Render the rows as a Markdown table with the columns Number and Content, beginning at the first row and ending after the row that contains "19), (53, 20)]]". Leave out any blank rows.

Mask labeling examples
******************************
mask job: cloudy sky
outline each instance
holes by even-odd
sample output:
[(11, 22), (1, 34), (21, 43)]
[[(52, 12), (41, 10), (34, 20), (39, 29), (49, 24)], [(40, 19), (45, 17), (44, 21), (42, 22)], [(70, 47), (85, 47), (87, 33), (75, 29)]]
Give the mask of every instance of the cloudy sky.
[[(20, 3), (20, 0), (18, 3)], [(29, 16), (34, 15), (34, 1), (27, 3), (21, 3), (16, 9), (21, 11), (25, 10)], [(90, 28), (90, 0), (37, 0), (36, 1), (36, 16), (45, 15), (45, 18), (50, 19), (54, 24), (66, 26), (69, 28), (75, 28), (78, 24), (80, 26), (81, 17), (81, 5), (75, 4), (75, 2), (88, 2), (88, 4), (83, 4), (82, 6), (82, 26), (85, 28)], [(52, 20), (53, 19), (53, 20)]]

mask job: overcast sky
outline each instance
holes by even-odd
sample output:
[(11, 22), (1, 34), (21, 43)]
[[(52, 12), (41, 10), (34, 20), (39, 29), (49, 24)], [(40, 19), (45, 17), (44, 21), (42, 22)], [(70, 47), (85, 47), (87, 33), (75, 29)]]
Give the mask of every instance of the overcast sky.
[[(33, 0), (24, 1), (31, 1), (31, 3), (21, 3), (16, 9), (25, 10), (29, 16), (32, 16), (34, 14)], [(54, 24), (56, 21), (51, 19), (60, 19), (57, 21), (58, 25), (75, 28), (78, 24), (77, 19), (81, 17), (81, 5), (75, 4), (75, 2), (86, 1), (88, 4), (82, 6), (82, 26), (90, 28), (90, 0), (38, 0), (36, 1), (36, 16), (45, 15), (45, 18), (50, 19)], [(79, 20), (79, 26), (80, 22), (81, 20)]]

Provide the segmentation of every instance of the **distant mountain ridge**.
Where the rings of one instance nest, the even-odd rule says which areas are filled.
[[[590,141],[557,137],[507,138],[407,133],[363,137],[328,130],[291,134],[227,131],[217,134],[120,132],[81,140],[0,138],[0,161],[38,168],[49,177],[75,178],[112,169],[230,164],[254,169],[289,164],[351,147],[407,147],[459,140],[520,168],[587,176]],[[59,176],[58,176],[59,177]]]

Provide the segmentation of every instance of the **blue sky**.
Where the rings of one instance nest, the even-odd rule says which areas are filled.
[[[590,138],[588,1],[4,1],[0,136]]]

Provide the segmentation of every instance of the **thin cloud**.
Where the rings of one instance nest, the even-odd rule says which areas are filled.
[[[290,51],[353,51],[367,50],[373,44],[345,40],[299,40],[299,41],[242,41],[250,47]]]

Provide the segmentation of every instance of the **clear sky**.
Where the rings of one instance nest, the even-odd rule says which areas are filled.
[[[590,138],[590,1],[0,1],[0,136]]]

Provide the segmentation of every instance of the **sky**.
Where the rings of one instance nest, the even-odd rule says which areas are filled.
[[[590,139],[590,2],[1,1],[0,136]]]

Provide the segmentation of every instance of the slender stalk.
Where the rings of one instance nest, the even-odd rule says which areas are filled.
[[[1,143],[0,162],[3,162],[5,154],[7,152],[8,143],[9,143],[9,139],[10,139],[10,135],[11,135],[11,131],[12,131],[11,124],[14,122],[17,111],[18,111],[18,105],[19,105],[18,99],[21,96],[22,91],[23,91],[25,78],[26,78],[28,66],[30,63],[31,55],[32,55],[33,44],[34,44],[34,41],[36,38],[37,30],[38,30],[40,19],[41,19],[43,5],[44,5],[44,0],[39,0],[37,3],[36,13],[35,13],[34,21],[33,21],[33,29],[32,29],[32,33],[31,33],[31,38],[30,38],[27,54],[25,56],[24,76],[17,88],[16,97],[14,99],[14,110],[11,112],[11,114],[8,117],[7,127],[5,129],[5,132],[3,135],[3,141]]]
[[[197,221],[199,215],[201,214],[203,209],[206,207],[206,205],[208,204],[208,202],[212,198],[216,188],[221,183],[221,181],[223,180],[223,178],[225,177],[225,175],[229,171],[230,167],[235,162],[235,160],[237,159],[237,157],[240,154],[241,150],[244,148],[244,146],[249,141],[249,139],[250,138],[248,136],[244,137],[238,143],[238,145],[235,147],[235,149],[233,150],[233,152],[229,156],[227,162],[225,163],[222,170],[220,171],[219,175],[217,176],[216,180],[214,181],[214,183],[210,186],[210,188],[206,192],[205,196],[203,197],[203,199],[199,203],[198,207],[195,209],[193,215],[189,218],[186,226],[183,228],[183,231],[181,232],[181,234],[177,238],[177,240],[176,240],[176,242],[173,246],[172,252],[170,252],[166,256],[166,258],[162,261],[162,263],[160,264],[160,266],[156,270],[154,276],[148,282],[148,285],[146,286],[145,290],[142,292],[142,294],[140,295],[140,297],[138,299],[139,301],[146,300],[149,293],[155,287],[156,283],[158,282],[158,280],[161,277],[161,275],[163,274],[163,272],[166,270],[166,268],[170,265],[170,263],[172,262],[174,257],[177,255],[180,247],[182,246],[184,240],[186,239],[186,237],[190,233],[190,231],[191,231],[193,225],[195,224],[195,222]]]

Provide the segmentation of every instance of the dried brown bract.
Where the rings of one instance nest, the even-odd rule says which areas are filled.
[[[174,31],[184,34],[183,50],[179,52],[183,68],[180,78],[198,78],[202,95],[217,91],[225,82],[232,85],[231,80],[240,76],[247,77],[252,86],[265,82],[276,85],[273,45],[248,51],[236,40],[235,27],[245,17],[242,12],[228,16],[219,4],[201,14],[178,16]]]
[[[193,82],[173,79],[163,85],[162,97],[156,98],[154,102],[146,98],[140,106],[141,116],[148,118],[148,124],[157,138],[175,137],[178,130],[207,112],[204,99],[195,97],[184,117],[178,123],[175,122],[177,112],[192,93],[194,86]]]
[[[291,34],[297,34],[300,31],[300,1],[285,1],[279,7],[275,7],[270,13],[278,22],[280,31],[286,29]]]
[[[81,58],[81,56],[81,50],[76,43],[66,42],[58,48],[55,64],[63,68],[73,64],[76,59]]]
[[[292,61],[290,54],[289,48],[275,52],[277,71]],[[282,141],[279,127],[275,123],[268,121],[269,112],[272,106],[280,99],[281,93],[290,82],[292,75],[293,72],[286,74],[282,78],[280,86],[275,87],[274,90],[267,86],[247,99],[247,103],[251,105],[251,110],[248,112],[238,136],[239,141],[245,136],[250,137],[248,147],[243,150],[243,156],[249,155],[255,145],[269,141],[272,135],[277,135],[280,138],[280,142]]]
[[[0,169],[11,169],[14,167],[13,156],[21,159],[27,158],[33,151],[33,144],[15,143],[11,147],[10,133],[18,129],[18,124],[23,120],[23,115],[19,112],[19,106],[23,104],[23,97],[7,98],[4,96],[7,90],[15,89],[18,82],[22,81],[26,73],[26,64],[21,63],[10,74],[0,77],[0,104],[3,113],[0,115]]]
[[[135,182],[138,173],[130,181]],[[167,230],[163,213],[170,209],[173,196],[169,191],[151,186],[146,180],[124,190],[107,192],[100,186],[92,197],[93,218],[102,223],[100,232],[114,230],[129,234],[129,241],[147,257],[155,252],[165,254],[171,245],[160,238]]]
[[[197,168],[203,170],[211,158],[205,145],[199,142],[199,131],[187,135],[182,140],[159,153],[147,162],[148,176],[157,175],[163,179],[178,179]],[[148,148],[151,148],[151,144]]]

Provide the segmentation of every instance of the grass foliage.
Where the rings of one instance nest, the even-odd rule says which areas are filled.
******************************
RIGHT ANSWER:
| Number | Content |
|---|---|
| 1 | mask job: cloudy sky |
| 2 | outline each instance |
| 3 | holes by even-odd |
| 4 | sample output: |
| 5 | [(11, 22), (1, 34), (21, 43)] |
| 6 | [[(52, 12), (41, 10), (34, 20), (39, 29), (49, 24)], [(40, 19), (45, 17), (44, 21), (42, 22)], [(70, 47), (85, 47), (87, 33), (75, 29)]] |
| 7 | Give the mask of every instance of the cloudy sky. |
| 8 | [[(20, 3), (20, 0), (18, 3)], [(29, 16), (34, 15), (34, 1), (27, 3), (21, 3), (16, 9), (21, 11), (25, 10)], [(90, 28), (90, 0), (37, 0), (36, 1), (36, 16), (45, 15), (45, 18), (50, 19), (54, 24), (66, 26), (69, 28), (75, 28), (78, 24), (80, 26), (81, 17), (81, 5), (75, 4), (75, 2), (88, 2), (88, 4), (83, 4), (82, 6), (82, 26), (85, 28)], [(52, 20), (53, 19), (53, 20)]] |